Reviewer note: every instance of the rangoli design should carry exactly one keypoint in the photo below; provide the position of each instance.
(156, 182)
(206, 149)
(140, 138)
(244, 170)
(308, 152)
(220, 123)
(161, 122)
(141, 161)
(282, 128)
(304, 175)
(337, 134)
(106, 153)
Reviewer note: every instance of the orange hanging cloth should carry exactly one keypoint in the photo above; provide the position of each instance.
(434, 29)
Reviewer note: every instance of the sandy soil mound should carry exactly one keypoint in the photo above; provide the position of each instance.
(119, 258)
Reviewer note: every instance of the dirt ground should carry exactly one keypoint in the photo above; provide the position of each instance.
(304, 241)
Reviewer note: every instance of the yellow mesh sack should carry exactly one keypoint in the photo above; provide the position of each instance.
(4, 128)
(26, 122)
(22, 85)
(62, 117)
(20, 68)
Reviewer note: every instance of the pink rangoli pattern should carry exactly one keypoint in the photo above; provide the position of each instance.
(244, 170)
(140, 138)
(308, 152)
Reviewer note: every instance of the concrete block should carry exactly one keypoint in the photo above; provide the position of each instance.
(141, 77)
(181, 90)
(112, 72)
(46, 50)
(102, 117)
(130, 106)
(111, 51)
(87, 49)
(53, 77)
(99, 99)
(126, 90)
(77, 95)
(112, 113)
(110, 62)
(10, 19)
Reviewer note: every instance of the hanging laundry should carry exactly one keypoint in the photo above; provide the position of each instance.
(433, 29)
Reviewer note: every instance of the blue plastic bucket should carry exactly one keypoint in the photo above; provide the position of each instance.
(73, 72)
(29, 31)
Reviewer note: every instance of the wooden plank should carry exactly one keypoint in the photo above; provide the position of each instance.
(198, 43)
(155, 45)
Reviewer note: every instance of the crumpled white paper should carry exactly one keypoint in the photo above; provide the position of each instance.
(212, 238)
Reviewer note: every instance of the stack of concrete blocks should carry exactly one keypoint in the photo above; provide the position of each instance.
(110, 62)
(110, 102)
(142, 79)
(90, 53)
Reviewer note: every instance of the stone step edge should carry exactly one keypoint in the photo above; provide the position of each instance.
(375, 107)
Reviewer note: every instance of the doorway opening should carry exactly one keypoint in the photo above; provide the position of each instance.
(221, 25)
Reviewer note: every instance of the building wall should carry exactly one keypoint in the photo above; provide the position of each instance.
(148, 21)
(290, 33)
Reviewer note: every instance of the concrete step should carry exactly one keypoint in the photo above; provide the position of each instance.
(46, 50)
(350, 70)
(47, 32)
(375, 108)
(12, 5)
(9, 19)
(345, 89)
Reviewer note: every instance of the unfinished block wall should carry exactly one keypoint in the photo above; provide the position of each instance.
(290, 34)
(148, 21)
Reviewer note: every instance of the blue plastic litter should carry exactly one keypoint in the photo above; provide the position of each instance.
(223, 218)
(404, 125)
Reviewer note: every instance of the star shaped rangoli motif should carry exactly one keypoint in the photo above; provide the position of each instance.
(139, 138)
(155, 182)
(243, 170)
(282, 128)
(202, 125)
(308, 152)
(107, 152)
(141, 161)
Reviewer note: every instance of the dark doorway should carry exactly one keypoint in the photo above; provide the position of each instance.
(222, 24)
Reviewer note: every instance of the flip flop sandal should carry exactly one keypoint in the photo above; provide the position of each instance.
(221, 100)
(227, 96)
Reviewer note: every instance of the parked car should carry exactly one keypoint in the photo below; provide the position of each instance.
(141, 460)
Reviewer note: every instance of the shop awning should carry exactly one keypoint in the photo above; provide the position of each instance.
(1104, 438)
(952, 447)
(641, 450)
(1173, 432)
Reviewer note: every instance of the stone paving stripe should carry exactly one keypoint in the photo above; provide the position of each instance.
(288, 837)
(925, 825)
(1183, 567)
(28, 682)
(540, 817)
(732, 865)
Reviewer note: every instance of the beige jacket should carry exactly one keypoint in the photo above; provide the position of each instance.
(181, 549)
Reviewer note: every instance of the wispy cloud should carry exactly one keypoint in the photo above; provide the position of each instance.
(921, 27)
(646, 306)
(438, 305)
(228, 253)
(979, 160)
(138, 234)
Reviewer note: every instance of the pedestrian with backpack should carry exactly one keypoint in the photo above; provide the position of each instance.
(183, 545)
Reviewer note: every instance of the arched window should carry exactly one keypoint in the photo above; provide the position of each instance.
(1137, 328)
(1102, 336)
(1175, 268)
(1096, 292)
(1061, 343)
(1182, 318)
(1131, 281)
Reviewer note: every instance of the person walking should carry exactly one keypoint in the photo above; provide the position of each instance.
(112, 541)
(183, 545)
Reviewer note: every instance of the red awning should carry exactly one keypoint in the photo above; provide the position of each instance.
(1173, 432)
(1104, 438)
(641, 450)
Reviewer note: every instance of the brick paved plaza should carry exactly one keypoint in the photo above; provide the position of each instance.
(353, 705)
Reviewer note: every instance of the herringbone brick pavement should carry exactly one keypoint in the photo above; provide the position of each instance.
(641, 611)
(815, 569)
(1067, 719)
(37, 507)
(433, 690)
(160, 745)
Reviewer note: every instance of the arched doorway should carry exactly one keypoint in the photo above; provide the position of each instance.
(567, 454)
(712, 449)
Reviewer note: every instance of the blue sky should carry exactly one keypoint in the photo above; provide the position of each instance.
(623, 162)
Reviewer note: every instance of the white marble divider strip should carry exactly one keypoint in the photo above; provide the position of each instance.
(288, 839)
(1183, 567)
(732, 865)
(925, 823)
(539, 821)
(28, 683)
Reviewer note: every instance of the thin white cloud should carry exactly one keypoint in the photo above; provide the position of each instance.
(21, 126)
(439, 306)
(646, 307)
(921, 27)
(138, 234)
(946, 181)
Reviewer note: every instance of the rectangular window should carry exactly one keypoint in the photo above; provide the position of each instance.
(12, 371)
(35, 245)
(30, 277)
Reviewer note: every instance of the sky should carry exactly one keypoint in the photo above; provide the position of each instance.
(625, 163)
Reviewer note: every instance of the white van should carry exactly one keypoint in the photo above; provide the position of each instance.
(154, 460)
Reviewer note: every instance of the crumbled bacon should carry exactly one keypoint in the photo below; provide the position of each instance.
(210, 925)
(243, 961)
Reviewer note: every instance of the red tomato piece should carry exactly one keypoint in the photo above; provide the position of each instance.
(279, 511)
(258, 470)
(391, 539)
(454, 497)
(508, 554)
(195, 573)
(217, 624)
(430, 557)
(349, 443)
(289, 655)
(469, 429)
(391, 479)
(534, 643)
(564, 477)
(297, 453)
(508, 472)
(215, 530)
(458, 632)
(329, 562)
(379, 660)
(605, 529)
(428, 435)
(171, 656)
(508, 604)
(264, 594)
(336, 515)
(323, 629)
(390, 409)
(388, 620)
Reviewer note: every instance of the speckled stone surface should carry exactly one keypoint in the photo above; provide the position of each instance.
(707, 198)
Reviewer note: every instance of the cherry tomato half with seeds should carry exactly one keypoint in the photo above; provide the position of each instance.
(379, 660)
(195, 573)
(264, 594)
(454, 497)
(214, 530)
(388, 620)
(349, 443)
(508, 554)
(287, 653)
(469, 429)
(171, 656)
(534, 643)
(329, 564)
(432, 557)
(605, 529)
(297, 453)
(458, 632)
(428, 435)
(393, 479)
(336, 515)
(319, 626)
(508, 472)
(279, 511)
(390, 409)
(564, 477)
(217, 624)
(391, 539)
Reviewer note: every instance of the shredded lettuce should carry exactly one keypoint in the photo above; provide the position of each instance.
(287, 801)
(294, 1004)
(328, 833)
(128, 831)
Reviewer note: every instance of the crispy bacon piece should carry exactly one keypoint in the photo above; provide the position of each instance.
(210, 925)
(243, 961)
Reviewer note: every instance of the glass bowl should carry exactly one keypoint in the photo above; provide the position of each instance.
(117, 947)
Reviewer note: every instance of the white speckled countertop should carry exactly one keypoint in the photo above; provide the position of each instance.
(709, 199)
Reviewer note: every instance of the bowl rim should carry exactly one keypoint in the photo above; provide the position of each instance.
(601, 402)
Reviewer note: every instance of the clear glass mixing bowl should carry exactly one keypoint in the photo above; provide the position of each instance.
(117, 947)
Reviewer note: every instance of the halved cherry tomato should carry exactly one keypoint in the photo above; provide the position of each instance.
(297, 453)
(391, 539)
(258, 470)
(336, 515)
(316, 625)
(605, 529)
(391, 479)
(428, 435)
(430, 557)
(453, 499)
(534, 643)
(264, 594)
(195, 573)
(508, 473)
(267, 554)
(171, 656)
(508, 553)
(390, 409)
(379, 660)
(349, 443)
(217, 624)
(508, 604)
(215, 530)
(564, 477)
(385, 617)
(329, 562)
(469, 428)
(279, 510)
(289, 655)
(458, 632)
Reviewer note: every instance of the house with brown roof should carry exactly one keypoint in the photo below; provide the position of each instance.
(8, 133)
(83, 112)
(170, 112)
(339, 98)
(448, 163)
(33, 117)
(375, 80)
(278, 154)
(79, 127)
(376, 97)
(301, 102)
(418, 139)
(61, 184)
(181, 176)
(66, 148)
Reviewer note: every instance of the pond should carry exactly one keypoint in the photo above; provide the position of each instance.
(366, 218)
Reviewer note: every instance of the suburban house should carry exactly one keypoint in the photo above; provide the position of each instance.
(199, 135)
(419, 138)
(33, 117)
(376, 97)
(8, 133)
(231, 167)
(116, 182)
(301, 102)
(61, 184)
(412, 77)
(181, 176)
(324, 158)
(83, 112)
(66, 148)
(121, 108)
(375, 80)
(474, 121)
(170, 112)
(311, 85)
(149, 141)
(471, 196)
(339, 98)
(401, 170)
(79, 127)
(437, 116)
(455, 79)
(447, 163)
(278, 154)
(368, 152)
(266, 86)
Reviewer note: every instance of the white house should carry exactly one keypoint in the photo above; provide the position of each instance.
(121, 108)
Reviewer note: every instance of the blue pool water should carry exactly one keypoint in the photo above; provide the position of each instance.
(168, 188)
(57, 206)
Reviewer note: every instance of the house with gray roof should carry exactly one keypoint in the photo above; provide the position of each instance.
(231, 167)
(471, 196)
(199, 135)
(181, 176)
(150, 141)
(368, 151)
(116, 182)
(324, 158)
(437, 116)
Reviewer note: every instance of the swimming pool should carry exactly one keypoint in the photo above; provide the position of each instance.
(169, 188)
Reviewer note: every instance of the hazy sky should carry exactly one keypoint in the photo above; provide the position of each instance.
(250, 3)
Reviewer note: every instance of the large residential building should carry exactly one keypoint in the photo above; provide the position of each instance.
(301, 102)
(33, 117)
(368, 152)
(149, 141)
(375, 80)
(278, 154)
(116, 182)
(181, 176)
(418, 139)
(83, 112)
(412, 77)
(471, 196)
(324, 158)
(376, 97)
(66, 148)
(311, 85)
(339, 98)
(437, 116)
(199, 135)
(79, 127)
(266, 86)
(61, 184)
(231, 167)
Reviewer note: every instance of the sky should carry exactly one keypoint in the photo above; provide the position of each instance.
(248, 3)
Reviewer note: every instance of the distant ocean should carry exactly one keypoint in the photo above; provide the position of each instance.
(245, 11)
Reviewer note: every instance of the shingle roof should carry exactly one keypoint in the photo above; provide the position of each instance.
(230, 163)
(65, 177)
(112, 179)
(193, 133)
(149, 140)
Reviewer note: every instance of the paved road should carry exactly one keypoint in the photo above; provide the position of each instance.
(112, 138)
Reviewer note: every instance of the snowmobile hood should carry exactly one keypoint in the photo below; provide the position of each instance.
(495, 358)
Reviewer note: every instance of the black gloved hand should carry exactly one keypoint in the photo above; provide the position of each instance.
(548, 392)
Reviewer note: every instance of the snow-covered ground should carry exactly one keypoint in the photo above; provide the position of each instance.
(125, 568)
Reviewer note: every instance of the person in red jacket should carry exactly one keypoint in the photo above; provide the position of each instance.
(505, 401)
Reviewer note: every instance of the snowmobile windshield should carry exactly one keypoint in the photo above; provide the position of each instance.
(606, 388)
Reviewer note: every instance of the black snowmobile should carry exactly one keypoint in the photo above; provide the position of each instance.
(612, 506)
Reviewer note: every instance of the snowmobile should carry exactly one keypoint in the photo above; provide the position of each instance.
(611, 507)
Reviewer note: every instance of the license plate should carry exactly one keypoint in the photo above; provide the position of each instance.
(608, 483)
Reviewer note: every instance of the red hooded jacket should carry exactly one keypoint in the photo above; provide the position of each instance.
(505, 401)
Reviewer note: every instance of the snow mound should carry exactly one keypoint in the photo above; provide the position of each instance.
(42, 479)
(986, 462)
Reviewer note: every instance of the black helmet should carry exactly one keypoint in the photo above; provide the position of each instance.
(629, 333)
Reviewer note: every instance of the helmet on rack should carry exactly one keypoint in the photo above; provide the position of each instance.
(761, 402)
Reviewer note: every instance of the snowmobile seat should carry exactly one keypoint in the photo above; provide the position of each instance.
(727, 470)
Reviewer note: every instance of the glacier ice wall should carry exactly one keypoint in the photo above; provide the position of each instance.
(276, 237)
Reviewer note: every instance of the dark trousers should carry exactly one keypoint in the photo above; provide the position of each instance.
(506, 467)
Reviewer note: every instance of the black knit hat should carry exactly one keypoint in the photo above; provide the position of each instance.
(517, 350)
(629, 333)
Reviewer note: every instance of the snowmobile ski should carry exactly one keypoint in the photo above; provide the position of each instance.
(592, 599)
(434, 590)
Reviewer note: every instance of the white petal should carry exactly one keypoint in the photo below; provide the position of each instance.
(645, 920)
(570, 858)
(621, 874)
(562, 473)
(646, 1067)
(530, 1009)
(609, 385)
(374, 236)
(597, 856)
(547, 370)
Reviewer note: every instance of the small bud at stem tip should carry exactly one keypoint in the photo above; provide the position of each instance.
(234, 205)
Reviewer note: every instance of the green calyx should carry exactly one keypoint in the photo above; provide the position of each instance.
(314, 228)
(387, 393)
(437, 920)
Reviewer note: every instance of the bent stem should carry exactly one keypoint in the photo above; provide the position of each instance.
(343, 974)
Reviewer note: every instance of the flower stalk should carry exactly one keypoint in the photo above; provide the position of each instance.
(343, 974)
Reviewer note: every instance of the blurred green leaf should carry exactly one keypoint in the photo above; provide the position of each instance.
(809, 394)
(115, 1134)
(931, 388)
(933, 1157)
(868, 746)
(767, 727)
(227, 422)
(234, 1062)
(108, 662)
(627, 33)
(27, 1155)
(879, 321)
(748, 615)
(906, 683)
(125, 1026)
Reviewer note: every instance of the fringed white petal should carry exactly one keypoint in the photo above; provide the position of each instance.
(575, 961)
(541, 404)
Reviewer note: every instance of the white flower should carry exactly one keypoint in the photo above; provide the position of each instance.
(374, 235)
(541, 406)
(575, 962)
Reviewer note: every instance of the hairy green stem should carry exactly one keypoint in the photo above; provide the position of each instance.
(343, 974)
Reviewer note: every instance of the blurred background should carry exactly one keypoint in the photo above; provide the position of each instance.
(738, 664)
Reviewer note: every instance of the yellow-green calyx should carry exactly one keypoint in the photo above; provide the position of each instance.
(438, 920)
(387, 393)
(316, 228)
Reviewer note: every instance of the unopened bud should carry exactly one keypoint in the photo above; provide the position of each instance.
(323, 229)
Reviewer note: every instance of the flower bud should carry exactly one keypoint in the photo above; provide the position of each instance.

________

■ **WHAT IS ASKED**
Find the line containing "Reviewer note: every instance of the small" in the material above. Print it and every line after it through the end, exactly and only those.

■ **EXERCISE RESPONSE**
Reviewer note: every instance of the small bud at stem tip should carry exactly one keypoint in the photo above; provide the position of each instance.
(234, 205)
Reviewer note: every instance of the green calyx should carry exactly one keypoint in the photo above; provide the position of each instance.
(314, 228)
(387, 393)
(437, 920)
Reviewer note: every instance of the bent stem should carry exactly one keypoint in the photo above; provide the position of each instance.
(343, 974)
Reviewer note: every instance of the flower stalk should carry exactly one keypoint in the photo above; provide the position of each instance.
(343, 974)
Reviewer note: every instance of the blurred green leaf should carry exactly one keypoint in the photo above; provide the position of each instance.
(809, 394)
(115, 1134)
(931, 388)
(933, 1157)
(868, 746)
(767, 727)
(227, 422)
(234, 1062)
(108, 662)
(627, 33)
(27, 1155)
(879, 321)
(748, 615)
(906, 683)
(125, 1026)
Reviewer note: every instance of the fringed white petal should carry exactly one keypoint in the photo above; provide the position of each instance.
(575, 961)
(541, 404)
Reviewer note: every instance of the white flower should carry exactly one keypoint in the photo above; provide the position of each instance.
(374, 235)
(541, 406)
(575, 962)
Reviewer note: every instance of the hairy green stem should carry exactly one keypoint in the photo above; provide the position of each instance.
(343, 974)
Reviewer note: every instance of the blurred background should carry exactly one keypoint in the photo above; provide the position of each instance.
(738, 664)
Reviewer note: every instance of the yellow-green calyx should carry exactly one keypoint in the photo above; provide the position of each instance.
(438, 920)
(387, 393)
(316, 228)
Reviewer note: every instance of the unopened bud should carry exactly one keypoint in the photo above; provide the position of each instance.
(323, 229)
Reviewer note: every instance of the flower bud should carry exactly one keypoint in the photo above; provide the position of each instance.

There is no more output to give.